## Material supplied
• • •
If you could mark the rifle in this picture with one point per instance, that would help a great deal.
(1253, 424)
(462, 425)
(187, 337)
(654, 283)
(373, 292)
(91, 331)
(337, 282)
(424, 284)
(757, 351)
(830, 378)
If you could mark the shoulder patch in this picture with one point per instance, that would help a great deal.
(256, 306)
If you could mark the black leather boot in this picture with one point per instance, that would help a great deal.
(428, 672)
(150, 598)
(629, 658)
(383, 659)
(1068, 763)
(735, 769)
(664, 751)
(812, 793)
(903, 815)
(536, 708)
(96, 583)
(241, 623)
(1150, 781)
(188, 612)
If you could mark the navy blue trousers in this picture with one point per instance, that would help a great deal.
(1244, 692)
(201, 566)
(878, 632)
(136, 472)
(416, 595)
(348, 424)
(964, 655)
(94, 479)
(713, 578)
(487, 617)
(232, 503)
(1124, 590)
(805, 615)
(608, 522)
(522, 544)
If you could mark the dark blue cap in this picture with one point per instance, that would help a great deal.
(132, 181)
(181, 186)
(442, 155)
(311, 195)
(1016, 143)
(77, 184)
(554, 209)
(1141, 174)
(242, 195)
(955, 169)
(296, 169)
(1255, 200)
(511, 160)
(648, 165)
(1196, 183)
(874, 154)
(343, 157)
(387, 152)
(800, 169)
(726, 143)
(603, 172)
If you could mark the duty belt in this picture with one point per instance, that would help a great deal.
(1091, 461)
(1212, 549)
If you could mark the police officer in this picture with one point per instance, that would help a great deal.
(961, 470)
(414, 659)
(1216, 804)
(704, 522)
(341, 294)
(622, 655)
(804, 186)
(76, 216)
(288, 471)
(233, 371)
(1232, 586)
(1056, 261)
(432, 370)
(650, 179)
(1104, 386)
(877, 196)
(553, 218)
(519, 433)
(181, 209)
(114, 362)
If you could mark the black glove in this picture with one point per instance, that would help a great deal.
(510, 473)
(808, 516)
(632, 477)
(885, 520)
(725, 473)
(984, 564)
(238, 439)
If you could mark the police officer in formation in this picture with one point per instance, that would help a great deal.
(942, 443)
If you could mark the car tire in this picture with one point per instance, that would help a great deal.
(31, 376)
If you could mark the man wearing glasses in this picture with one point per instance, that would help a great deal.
• • •
## Problem statement
Copy the whole listing above word for word, keeping every line in its original order.

## Task answer
If you could mark the rifle in this picture with one point per instance, that would help a great deal.
(1253, 424)
(462, 425)
(187, 337)
(654, 283)
(373, 292)
(91, 331)
(337, 282)
(424, 284)
(757, 351)
(830, 378)
If you could mark the shoulder patch in this picture with one point per instance, that would help a great deal.
(256, 306)
If you could mark the black leather boot in this picture with one point per instance, that would help a great deal.
(428, 672)
(150, 598)
(629, 658)
(383, 659)
(1068, 763)
(735, 769)
(664, 751)
(812, 793)
(903, 815)
(536, 708)
(96, 583)
(241, 623)
(1150, 781)
(188, 612)
If you could mark the navy blue trousers in this picture with one point per instance, that would help a great deal.
(1244, 692)
(201, 566)
(878, 632)
(136, 472)
(416, 595)
(348, 424)
(964, 655)
(94, 479)
(713, 578)
(487, 617)
(232, 503)
(1124, 590)
(805, 615)
(608, 522)
(522, 544)
If you could mark the dark blue cap in this picture with one point per instance, that would help a great deal.
(132, 181)
(181, 186)
(442, 155)
(311, 195)
(1016, 143)
(77, 184)
(554, 209)
(1141, 174)
(242, 195)
(955, 169)
(296, 169)
(1255, 200)
(511, 160)
(648, 165)
(1196, 183)
(874, 154)
(343, 157)
(387, 152)
(800, 169)
(726, 143)
(603, 172)
If you could mark the duty belt in this picture with one point per instance, that would help a great deal.
(1091, 461)
(1212, 549)
If you could mark the police officer in this picture with one point per instance, that would help a great deal.
(961, 470)
(414, 659)
(1216, 804)
(704, 522)
(341, 294)
(622, 655)
(804, 186)
(76, 216)
(288, 471)
(233, 371)
(1232, 586)
(1056, 261)
(432, 370)
(650, 179)
(1104, 386)
(877, 196)
(553, 218)
(519, 433)
(181, 209)
(114, 362)
If you could mark the black glove in this picture with one point per instance, that would help a great deal.
(510, 473)
(808, 516)
(632, 477)
(885, 520)
(725, 473)
(984, 564)
(238, 439)
If you could mark the police officer in formation in this picture with one point per instance, that would help a great deal.
(942, 443)
If you could mark the car tire in this picture with one point per instance, that would help a great deal.
(31, 376)
If you could mark the man wearing glasses in this picture with one point per instance, that would help a great deal.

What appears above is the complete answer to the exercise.